Start of Material for this exercise

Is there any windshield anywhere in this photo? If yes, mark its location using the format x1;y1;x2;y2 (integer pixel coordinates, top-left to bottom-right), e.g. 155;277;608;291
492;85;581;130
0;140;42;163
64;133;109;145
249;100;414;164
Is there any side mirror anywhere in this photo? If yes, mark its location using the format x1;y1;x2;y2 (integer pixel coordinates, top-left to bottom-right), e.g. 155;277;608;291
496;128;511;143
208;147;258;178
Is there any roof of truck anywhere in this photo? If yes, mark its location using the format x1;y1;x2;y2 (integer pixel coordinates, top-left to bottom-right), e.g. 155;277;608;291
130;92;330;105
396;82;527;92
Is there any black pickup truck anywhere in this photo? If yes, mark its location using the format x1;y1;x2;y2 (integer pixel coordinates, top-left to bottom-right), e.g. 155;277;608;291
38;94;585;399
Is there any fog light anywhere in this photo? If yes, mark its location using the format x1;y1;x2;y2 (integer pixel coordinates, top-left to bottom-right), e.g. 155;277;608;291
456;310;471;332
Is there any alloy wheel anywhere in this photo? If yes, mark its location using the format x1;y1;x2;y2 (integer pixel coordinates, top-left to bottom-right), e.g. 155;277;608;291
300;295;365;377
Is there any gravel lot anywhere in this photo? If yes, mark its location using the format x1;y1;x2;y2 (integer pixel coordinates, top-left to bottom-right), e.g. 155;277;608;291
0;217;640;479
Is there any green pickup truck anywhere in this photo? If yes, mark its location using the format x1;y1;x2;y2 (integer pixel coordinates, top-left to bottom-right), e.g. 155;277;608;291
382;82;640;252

End of Material for this exercise

## Required work
Substitute "whole-number pixel coordinates" for "integer pixel coordinates" throughout the records above and write them out again, keeping everything else the same.

## Correct output
Is there any windshield anywhere in this photo? If yes, mark its location using the format x1;y1;x2;y2 (whole-number pixel coordinates, top-left to bottom-right), e.g. 155;277;608;291
492;85;581;130
0;140;42;163
64;133;109;145
249;100;414;164
Is there any side mirror anywhere in this photo? If yes, mark its location using the format x1;y1;x2;y2 (whole-number pixel coordinates, top-left to bottom-right), e.g. 155;277;608;291
496;128;511;143
208;147;258;178
Is there any roof of truck anywhere in this photo? If yes, mark its location using the format x1;y1;x2;y2 (whole-number pixel coordinates, top-left to bottom-right), e.g. 155;277;608;291
130;92;330;105
396;82;527;92
Is there any black pickup truck anywhere in this photo? If yes, mark its location using the format x1;y1;x2;y2 (whole-number pixel coordinates, top-left to bottom-right), e.g. 155;277;608;291
38;94;585;399
Is there any fog light anywhere in this photo? If yes, mark its location using the format x1;y1;x2;y2 (whole-number pixel coordinates, top-left to bottom-right), e.g. 155;277;608;291
456;310;471;332
Is there any alloy wheel anywhere in this photo? If yes, mark its location using the format x1;y1;x2;y2 (whole-number pixel coordinates, top-left to bottom-right), e.g. 155;277;608;291
300;295;365;377
Is there any gravel lot anywhere in this photo? If yes, mark its location using the format x1;y1;x2;y2 (whole-number pixel coordinates, top-left to bottom-right), e.g. 155;277;608;291
0;217;640;479
Is there any green pickup truck anywhere in this photo? If yes, mark its location using the format x1;y1;x2;y2 (whole-number pixel coordinates, top-left to bottom-right), e.g. 155;277;608;291
382;82;640;252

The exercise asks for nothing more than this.